## CHALLENGES
1/ Reproduce word for word the stretch of the Rerick biography below from "He was the son" through "home in LaGrange.".
2/ According to the Rerick biography below, for how many years was Rowland Henry Rerick owner and editor of the LaGrange Standard?

## READING TEXT

Rowland Henry Rerick (1857 - October 23, 1925) was a newspaper editor, owner, and author of history books in the United States. During the early years of the 20th century, he wrote the book Memoirs of Florida, a book on political parties in Florida, and a history of Ohio.

He was the son of newspaper publisher and Republican local official John Heaton Rerick (February 4, 1830 - January 21, 1911). Rowland joined his father's work and continued it after the elder's death. Rowland continued on as owner and editor of the LaGrange Standard newspaper in LaGrange, Indiana for 14 years until his death. He died at his home in LaGrange.

Writings
 History of Ohio, Covering the Periods of Indian, French and British Dominion, the Territory Northwest, and The Hundred Years of Statehood
 State Centennial history of Ohio : covering the periods of Indian, French and British Dominion, the Territory Northwest, and the hundred years of statehood
 
 
 Political parties in Florida, 1841-1900

References

1857 births
1925 deaths
20th-century American newspaper publishers (people)

## ENTRIES SUPPLIED
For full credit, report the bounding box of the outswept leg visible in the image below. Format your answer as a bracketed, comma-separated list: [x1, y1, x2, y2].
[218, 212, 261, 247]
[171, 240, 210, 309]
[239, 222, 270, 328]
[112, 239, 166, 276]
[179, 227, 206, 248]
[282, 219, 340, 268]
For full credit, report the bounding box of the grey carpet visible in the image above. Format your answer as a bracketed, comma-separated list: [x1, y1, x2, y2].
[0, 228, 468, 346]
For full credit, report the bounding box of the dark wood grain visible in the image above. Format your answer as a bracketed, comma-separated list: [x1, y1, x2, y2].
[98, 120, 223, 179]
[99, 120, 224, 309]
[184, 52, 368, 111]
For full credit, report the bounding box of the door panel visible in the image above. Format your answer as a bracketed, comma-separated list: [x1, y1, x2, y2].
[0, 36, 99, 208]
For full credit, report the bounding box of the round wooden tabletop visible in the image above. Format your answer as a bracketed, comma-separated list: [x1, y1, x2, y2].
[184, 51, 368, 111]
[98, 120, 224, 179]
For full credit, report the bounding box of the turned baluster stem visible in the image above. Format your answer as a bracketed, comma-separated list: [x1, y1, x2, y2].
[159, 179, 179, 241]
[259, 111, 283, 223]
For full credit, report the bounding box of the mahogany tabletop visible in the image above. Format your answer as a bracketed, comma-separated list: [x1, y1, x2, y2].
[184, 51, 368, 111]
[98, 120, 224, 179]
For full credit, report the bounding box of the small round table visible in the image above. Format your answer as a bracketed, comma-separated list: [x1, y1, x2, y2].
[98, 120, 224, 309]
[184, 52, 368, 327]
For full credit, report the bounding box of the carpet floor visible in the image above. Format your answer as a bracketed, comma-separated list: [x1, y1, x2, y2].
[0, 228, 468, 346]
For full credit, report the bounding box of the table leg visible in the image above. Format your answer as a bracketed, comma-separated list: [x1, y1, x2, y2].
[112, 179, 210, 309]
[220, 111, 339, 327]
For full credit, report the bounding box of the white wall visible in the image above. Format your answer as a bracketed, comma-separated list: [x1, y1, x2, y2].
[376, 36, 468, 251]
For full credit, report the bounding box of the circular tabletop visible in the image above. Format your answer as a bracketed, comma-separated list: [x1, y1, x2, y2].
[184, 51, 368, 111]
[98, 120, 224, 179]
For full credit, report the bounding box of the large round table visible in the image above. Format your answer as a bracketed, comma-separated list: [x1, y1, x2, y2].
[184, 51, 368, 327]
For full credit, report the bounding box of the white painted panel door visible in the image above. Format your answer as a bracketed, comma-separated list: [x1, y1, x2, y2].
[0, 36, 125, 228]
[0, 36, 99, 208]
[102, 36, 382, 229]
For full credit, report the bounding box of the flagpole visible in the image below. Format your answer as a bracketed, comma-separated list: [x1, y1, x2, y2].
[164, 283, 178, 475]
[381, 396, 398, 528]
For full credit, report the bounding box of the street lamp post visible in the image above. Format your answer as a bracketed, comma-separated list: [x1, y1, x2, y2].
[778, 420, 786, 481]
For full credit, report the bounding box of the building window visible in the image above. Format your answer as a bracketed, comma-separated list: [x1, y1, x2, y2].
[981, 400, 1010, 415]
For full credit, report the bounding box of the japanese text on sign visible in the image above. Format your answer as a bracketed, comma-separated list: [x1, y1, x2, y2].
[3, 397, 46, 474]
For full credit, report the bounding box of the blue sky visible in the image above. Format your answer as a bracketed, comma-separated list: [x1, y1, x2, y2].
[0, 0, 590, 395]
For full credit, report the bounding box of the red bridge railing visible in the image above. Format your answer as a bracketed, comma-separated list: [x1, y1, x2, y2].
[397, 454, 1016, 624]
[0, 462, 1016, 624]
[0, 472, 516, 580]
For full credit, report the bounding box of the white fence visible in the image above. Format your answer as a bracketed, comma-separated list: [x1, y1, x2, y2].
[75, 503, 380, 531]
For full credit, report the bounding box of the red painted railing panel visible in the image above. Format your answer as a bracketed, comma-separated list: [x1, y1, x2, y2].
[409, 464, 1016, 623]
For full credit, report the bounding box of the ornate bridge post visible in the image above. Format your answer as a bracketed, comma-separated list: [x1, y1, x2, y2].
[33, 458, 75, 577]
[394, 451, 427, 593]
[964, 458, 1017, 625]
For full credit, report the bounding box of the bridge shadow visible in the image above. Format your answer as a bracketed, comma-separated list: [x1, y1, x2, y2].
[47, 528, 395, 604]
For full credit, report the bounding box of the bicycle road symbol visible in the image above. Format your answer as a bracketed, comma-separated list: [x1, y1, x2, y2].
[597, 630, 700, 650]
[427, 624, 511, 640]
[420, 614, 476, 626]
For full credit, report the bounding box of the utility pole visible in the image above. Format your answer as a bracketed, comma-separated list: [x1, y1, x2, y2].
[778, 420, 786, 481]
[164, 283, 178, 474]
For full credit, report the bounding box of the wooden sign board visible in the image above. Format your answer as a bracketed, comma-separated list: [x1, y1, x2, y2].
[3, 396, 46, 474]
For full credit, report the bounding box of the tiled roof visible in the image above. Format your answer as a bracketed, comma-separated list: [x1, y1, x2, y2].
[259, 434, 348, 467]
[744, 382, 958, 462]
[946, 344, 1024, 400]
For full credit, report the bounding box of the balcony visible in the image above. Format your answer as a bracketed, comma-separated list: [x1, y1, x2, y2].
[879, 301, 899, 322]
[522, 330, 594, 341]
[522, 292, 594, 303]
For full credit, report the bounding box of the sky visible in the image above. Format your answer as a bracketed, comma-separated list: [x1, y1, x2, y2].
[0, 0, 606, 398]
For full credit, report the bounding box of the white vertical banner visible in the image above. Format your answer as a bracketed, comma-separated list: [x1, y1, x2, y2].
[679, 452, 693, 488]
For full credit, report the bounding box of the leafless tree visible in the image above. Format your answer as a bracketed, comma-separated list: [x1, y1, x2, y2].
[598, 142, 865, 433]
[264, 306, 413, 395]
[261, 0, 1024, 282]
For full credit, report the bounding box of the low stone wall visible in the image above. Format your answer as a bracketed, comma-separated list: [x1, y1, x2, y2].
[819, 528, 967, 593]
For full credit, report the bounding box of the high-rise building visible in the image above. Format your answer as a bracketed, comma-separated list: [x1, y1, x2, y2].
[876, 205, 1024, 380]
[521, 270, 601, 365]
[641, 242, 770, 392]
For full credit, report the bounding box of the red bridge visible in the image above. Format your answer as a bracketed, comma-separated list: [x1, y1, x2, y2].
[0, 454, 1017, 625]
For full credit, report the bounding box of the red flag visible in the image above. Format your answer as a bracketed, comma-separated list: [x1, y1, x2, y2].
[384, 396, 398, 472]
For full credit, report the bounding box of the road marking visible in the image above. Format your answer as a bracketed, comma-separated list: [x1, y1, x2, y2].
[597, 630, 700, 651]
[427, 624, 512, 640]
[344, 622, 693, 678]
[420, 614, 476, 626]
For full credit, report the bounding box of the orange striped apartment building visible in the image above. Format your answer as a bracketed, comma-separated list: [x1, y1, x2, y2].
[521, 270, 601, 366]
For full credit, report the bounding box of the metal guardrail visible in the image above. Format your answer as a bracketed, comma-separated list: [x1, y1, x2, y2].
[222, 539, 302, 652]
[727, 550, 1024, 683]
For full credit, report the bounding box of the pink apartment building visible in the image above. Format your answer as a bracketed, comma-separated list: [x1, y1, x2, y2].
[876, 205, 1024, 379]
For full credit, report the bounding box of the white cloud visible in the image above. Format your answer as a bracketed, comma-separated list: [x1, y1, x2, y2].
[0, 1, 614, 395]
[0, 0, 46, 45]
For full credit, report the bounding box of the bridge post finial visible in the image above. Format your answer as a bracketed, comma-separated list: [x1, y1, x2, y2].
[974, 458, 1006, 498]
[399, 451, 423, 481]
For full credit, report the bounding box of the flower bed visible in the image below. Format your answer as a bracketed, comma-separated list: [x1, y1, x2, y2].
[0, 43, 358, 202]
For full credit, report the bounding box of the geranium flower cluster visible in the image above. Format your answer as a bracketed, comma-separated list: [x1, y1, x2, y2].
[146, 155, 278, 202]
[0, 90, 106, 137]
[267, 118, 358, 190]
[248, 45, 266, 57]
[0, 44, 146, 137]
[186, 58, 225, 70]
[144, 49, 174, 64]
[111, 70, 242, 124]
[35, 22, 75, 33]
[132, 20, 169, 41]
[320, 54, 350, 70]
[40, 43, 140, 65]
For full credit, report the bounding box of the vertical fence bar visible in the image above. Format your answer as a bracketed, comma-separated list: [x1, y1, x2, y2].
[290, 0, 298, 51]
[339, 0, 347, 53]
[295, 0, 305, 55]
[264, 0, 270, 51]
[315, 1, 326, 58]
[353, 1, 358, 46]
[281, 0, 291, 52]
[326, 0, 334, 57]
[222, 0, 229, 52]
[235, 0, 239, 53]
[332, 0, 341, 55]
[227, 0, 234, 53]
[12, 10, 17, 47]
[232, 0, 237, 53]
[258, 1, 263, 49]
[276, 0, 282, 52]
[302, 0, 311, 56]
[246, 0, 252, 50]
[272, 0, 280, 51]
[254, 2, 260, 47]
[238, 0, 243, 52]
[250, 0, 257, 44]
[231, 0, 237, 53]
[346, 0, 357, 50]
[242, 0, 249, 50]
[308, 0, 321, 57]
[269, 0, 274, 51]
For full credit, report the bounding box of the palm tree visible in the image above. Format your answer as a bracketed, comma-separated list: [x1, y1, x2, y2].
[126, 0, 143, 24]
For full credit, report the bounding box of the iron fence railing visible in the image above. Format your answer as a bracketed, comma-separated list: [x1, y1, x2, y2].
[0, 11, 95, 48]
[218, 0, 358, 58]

## REPLIES
1/
He was the son of newspaper publisher and Republican local official John Heaton Rerick (February 4, 1830 - January 21, 1911). Rowland joined his father's work and continued it after the elder's death. Rowland continued on as owner and editor of the LaGrange Standard newspaper in LaGrange, Indiana for 14 years until his death. He died at his home in LaGrange.

2/ For 14 years, until his death.